--- Begin SOURCE PASSAGE ---
Marvel's Eternals is definitely a polarizing movie, a departure from the action-filled, morally compact stories that we're used to getting from Marvel (and Disney as a whole.) The film not only saw periods where action was pushed to the side in favor of philosophical debate, it also left viewers wondering if the debate was even solved - or even had an answer at all.

This seems to be the first attempt since Civil War at a Marvel film that doesn't end up condoning one stance on so-called "superhero work" over another, and it did so by introducing us to a number of characters with vastly different experiences all at the same time.

One of those characters is Sprite (Lia McHugh). In a group of people clearly made up to try and represent several of the walks of life humans must cover, Sprite definitely got one of the shortest sticks: She's 7,000 years old, but she's stuck in the body of a barely-pubescent teenager forever. This creates problems for her, especially romantically, and she is portrayed as quite a lonely character throughout the film.
--- End SOURCE PASSAGE ---
> SET TASKS:
• A. In the Eternals passage, give the part from "This seems to" to "the same time." again, changing "Civil War" to "Infinity War".
• B. Condense the paragraph of the Eternals passage that begins "One of those characters is Sprite" into a short bulleted list that keeps its main facts.
--- Begin DATA EXTRACT ---
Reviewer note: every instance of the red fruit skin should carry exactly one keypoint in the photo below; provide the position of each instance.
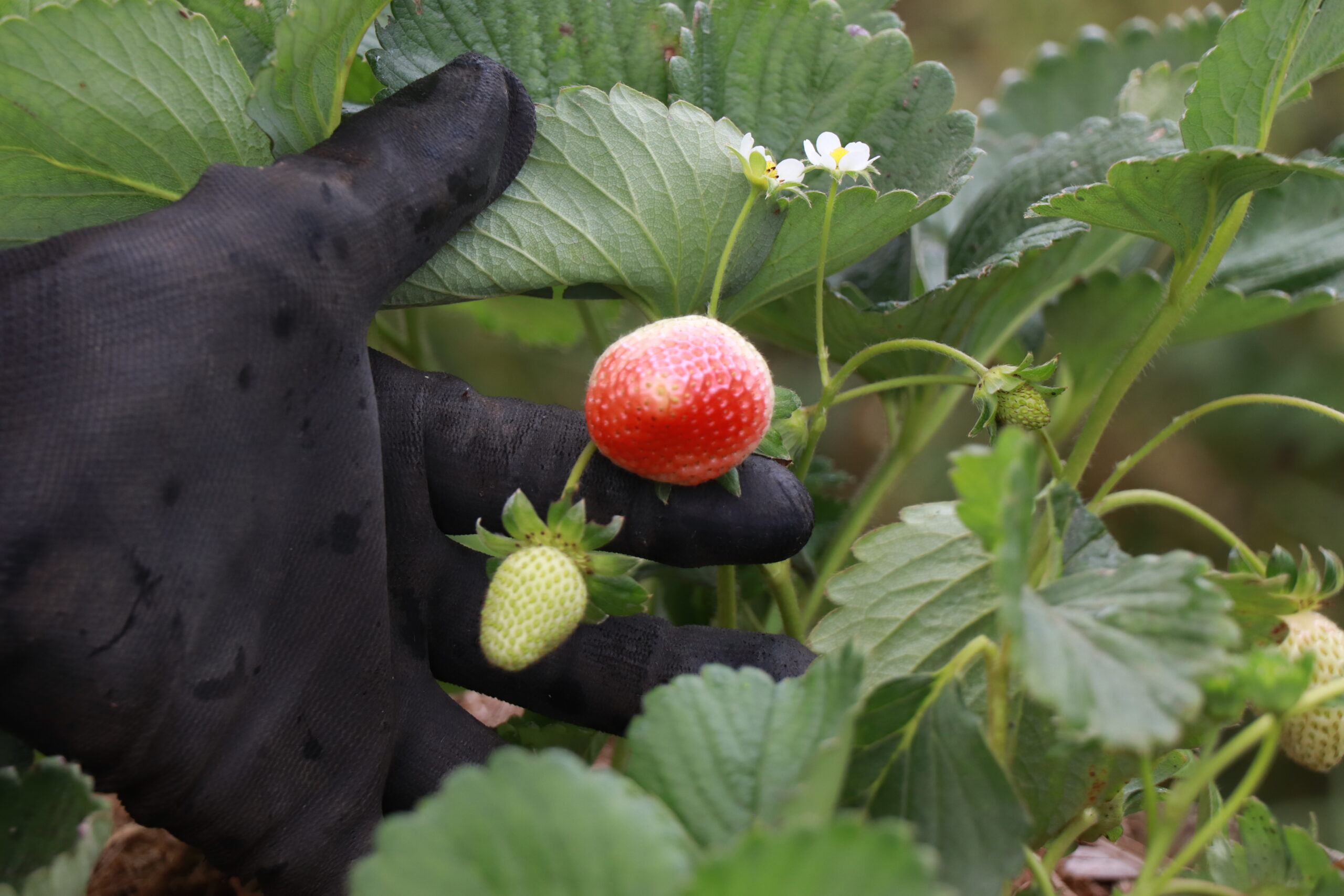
--- End DATA EXTRACT ---
> EXPECTED ANSWERS:
• A.
This seems to be the first attempt since Infinity War at a Marvel film that doesn't end up condoning one stance on so-called "superhero work" over another, and it did so by introducing us to a number of characters with vastly different experiences all at the same time.

• B.
- Sprite is played by Lia McHugh.
- She belongs to a group meant to represent several walks of life humans must cover.
- She is 7,000 years old but permanently stuck in the body of a barely-pubescent teenager.
- This causes her problems, especially romantically.
- She is portrayed as quite lonely throughout the film.